- [ACTION ITEM] In the profile of the diver Vladimir Timoshinin below, what club in Moscow was he affiliated with during his career?

- [PASSAGE SHOWN]
Personal information
- Born: 12 July 1970 Moscow, Russian SFSR, Soviet Union
- Died: 15 August 2023 (aged 53)

Sport
- Sport: Diving

Medal record
Men's diving
Representing Russia
World Championships
| Bronze medal – third place | 1994 Rome | 10 m platform |
European Championships
| Gold medal – first place | 1995 Vienna | 10 m platform |
| Silver medal – second place | 1999 Istanbul | 10 m synchro |
Representing the Soviet Union
European Championships
| Gold medal – first place | 1991 Athens | 10 m platform |
| Bronze medal – third place | 1989 Bonn | 10 m platform |

= Vladimir Timoshinin =

Russian diver (1970–2023)

Vladimir Alexandrovich Timoshinin (Владимир Александрович Тимошинин; 12 July 1970 – 15 August 2023) was a Russian diver who won the gold medal in the men's 10 m platform at the 1991 European Championships in Athens, Greece.

Timoshinin represented the Soviet Union at the 1988 Summer Olympics, and Russia at the 1996 Summer Olympics (Atlanta, Georgia). He was affiliated with the Central Sport Klub Army in Moscow during his career.

His daughter is Yulia Timoshinina. Vladimir Timoshinin died on 15 August 2023, at the age of 53.

- [SOURCE INFORMATION]
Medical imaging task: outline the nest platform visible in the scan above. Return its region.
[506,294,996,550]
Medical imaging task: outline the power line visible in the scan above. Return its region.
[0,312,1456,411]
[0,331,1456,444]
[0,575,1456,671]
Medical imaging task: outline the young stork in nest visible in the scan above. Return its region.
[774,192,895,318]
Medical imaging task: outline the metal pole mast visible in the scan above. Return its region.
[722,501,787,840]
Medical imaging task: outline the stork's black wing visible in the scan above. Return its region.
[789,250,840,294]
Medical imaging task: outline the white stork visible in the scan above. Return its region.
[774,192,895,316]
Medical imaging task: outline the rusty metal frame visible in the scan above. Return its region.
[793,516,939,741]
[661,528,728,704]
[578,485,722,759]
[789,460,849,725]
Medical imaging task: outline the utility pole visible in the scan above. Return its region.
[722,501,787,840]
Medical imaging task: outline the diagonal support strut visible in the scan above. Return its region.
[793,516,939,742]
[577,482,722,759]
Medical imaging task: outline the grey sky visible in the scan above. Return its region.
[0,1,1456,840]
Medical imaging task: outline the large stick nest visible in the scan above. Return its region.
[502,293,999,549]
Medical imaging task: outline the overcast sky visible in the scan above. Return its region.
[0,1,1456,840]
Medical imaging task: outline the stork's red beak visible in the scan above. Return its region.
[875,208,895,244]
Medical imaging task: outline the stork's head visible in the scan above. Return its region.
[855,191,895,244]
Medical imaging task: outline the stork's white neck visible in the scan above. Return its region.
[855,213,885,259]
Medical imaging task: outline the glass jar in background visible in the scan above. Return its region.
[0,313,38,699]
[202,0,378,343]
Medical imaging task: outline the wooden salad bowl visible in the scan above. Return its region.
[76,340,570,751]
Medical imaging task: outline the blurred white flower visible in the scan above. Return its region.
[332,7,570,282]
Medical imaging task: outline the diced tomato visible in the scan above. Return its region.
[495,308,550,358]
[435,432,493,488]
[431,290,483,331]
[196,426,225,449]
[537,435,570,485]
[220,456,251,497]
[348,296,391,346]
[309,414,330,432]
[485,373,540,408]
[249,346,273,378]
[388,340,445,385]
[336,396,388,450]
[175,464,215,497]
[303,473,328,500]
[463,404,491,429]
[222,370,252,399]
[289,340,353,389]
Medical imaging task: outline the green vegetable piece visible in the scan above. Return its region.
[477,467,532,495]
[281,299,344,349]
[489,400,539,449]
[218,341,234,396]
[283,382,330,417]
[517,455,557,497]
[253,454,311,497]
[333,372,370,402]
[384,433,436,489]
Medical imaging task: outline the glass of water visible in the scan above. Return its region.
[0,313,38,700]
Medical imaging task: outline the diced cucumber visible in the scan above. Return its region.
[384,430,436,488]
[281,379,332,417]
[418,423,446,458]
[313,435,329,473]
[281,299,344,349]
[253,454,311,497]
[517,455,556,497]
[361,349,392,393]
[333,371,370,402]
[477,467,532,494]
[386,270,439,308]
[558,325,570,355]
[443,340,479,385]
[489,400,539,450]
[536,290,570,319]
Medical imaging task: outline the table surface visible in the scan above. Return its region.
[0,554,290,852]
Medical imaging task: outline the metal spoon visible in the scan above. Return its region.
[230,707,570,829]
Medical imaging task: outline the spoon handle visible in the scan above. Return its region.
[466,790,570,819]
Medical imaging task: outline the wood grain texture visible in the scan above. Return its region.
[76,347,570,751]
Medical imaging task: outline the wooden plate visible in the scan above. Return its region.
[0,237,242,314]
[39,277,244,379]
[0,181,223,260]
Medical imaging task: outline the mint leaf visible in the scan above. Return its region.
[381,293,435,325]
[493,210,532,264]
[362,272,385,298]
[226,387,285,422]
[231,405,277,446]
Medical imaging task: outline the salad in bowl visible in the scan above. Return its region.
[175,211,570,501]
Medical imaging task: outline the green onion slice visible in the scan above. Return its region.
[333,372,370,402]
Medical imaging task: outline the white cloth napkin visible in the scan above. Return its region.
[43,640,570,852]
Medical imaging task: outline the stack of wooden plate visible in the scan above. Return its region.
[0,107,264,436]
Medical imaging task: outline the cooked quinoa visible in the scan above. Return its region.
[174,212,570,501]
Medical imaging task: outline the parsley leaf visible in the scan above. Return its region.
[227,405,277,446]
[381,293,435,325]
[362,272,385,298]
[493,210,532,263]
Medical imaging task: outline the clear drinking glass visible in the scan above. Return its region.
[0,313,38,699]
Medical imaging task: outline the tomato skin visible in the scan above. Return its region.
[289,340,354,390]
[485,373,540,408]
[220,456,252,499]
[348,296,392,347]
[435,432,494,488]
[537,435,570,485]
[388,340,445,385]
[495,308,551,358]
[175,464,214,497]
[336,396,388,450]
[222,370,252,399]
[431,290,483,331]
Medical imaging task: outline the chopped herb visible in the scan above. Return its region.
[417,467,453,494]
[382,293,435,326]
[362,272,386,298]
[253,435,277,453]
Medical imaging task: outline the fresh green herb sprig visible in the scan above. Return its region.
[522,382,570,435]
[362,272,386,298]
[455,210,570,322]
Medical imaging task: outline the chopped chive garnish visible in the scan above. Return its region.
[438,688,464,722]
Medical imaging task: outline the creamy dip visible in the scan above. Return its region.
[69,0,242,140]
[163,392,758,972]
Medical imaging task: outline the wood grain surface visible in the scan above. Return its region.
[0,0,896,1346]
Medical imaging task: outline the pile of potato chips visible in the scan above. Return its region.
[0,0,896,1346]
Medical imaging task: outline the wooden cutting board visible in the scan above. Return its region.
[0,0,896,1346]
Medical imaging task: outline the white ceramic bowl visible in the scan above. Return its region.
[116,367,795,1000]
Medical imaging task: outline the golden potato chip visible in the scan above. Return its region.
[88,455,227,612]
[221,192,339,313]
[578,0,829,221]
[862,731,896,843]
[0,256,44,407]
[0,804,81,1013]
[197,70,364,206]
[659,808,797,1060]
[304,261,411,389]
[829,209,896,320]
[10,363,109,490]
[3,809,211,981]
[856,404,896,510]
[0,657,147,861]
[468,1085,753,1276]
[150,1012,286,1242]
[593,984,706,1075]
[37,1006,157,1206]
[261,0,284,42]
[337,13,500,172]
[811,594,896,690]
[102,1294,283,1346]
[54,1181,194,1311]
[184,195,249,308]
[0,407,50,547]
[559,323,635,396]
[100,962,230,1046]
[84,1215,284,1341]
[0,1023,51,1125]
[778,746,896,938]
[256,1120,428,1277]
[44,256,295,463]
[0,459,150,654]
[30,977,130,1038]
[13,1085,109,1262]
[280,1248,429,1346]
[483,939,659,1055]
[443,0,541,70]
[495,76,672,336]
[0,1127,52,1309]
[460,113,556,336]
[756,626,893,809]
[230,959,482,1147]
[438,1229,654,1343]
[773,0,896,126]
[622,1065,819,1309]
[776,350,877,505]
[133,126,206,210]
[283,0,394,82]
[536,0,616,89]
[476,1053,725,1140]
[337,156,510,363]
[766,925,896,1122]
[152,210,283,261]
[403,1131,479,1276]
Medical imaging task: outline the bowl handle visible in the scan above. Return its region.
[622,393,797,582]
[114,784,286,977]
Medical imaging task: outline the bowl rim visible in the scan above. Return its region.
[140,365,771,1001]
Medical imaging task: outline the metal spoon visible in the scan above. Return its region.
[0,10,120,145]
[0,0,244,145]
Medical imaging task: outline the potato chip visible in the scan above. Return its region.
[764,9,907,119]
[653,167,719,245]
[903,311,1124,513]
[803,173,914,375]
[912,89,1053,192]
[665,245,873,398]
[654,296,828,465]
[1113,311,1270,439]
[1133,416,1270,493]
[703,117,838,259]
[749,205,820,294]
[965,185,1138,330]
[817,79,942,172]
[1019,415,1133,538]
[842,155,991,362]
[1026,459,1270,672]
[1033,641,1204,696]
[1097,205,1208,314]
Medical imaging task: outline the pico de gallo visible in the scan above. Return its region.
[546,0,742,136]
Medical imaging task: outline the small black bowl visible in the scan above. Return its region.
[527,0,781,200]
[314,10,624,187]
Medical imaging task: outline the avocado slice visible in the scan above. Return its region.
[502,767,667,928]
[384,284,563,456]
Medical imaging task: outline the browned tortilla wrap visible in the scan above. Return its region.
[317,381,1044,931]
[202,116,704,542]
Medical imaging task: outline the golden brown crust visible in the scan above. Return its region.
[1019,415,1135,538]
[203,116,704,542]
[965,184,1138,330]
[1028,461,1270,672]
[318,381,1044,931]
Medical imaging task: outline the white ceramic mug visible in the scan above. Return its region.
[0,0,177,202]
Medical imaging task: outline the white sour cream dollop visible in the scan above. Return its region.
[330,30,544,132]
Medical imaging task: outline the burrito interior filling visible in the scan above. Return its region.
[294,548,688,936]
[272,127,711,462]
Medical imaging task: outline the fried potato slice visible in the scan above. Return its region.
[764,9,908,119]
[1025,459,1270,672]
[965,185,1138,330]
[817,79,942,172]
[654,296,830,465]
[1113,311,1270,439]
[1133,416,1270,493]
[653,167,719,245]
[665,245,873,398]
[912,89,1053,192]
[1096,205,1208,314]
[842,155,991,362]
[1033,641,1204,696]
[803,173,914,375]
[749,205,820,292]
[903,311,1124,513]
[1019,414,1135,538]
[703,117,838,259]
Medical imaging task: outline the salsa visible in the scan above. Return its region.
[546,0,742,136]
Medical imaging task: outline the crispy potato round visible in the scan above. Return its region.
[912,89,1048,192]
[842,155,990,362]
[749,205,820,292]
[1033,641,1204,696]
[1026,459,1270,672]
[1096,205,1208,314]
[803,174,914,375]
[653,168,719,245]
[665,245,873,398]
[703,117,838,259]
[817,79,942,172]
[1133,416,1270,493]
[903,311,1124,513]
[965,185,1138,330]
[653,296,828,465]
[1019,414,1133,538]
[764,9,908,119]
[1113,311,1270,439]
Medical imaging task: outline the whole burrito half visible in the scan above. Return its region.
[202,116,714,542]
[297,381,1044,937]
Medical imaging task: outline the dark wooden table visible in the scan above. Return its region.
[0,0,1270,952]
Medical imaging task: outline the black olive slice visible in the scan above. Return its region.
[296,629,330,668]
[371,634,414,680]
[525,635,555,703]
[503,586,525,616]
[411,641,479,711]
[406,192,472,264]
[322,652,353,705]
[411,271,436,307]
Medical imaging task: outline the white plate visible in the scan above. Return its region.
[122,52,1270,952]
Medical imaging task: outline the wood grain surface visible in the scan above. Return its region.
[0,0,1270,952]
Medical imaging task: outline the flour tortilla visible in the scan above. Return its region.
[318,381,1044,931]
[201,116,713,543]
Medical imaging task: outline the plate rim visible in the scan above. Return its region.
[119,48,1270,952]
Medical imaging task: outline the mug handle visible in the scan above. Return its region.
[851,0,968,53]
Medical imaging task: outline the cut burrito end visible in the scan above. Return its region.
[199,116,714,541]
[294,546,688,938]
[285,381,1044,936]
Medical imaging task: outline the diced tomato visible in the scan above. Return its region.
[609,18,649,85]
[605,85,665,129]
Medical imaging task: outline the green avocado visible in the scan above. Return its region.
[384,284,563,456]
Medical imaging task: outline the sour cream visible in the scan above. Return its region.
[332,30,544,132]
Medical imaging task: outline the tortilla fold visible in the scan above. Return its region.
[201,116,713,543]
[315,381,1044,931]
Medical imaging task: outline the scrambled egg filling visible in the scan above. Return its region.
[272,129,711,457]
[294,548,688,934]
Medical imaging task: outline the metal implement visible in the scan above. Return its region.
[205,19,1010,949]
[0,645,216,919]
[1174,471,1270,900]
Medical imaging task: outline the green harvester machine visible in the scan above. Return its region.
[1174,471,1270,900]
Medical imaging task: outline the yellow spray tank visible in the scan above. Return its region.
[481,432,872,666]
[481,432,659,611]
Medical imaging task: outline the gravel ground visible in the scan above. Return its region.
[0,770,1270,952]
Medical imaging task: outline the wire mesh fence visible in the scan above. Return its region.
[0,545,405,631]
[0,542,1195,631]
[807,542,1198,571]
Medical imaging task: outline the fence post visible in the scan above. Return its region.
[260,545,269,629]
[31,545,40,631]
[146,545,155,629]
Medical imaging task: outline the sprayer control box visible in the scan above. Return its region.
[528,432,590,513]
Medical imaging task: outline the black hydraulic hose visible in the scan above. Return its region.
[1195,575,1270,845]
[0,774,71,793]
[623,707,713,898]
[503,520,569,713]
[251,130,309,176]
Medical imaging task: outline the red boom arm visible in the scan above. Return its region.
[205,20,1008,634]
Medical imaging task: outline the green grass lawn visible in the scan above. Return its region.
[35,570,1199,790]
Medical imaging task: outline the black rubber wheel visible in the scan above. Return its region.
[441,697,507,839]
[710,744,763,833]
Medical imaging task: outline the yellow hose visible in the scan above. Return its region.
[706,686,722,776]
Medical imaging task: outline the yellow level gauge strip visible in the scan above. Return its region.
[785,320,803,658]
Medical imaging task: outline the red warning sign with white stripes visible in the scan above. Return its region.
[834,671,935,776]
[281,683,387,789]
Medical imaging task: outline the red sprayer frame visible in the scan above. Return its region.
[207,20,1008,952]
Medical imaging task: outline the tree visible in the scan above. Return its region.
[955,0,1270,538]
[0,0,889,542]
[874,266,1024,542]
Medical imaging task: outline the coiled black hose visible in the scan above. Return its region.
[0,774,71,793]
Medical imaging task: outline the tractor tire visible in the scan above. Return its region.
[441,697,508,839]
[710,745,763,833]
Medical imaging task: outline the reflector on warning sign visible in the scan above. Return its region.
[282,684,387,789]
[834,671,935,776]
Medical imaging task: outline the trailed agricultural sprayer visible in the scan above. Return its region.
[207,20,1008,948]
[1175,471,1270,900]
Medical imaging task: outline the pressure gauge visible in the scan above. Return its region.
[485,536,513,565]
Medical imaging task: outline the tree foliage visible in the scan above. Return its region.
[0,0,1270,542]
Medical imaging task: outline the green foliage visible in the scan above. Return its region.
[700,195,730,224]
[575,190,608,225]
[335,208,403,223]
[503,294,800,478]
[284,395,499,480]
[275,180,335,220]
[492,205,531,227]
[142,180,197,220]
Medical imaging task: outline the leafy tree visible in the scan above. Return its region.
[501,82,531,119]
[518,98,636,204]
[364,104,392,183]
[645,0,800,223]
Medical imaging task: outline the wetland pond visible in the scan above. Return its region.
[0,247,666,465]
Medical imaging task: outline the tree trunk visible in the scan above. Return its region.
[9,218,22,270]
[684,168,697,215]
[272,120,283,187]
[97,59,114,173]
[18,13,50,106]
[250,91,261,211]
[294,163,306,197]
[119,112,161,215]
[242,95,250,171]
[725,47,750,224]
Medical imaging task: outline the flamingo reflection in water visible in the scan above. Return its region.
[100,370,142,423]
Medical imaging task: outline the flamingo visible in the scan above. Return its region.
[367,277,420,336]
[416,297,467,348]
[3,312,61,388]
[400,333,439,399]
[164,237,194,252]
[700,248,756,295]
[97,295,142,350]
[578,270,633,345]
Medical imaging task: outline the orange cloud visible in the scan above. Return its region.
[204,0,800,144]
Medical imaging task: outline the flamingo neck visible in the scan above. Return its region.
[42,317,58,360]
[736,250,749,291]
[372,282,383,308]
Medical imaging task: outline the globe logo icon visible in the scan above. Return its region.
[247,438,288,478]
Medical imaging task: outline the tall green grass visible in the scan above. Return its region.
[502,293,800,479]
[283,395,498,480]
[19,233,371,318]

- [RESULT] The Central Sport Klub Army.